Records in a dataset
:::::

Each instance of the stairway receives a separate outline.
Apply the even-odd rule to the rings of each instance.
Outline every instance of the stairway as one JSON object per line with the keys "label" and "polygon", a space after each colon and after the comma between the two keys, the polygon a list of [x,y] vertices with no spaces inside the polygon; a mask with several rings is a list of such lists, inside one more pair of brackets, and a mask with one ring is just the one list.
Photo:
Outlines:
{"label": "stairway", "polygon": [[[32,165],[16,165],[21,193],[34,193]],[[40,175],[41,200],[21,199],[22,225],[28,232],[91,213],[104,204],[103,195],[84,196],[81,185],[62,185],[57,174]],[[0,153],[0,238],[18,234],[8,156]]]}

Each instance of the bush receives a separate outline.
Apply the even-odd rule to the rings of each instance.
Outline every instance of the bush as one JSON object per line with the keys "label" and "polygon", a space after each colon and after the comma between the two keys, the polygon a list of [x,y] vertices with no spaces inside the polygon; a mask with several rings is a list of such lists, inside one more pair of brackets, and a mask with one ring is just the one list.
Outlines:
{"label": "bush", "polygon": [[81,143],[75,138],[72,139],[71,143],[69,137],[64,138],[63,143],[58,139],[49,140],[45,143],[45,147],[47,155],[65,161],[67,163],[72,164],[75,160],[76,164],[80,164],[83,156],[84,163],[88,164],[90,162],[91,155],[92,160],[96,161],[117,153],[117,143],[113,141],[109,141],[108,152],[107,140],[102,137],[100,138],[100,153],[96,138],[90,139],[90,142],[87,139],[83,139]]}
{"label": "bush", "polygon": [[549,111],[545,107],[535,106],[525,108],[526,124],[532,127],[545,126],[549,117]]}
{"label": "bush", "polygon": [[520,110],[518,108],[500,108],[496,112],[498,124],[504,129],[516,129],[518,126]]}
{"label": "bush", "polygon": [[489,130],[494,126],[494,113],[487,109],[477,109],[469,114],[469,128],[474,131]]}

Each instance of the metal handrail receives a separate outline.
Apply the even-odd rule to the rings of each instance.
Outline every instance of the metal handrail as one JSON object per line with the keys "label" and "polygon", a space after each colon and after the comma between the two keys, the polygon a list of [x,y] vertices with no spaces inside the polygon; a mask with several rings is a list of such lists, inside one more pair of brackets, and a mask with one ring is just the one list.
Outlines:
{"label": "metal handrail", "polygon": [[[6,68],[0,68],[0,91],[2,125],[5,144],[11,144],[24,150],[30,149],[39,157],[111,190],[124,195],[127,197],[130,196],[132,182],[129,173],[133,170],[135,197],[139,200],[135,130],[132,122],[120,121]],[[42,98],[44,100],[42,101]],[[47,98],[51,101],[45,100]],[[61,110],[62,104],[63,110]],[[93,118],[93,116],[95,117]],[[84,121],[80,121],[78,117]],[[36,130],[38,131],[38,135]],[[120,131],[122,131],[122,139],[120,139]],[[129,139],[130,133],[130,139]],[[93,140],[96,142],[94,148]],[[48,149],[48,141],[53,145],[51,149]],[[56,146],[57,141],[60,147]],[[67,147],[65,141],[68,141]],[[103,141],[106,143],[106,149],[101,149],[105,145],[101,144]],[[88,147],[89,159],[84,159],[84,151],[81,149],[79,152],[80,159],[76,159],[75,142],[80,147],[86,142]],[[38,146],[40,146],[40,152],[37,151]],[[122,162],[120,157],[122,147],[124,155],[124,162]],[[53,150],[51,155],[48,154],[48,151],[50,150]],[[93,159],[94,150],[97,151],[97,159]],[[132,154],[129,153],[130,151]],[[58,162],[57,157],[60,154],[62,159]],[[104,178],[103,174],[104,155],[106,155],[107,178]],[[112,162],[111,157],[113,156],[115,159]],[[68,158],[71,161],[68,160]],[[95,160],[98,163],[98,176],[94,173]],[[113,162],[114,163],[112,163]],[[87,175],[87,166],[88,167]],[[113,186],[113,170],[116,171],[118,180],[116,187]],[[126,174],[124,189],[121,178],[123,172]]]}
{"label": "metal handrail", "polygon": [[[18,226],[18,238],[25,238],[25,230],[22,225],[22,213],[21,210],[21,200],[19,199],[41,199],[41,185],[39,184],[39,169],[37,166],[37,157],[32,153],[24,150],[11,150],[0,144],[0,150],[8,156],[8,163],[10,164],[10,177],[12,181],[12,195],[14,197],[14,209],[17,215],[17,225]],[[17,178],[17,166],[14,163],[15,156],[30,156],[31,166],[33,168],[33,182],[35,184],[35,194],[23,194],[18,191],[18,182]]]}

:::::

- [INSTRUCTIONS TO FOLLOW] Extract every line of the records above that contains the string "just", treating case as significant.

- [COMPLETE RESPONSE]
Outline every instance of the stairway as one JSON object per line with the keys "label" and "polygon", a space after each colon and after the comma between the two keys, the polygon a list of [x,y] vertices with no spaces inside the polygon; a mask with several rings is a list of such lists, inside one more pair of brackets, and a mask with one ring is just the one list.
Outline every instance of the bush as one JSON object per line with the keys "label" and "polygon", a space after each colon and after the comma between the two keys, the polygon a list of [x,y] vertices with no spaces inside the polygon; a mask with several rings is a list of such lists, inside one more pair of brackets, and a mask with one ring is just the one list.
Outline every instance of the metal handrail as one JSON object per line with the keys "label" and "polygon", a space after each colon and after the comma between the two keys, the polygon a list of [x,y] vertices with no spaces inside the polygon; a mask with several rings is a list of such lists, inside one more pair of brackets, and a mask with one ring is just the one list.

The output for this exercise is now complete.